=== Section Start ===
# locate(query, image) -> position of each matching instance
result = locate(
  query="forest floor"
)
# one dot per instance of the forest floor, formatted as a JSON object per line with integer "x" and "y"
=== Section End ===
● **Task goal**: The lines sought are those in the data above that include the string "floor"; copy each one.

● **Result**:
  query="forest floor"
# one dot per instance of the forest floor, formatted as a JSON object per line with integer "x" and "y"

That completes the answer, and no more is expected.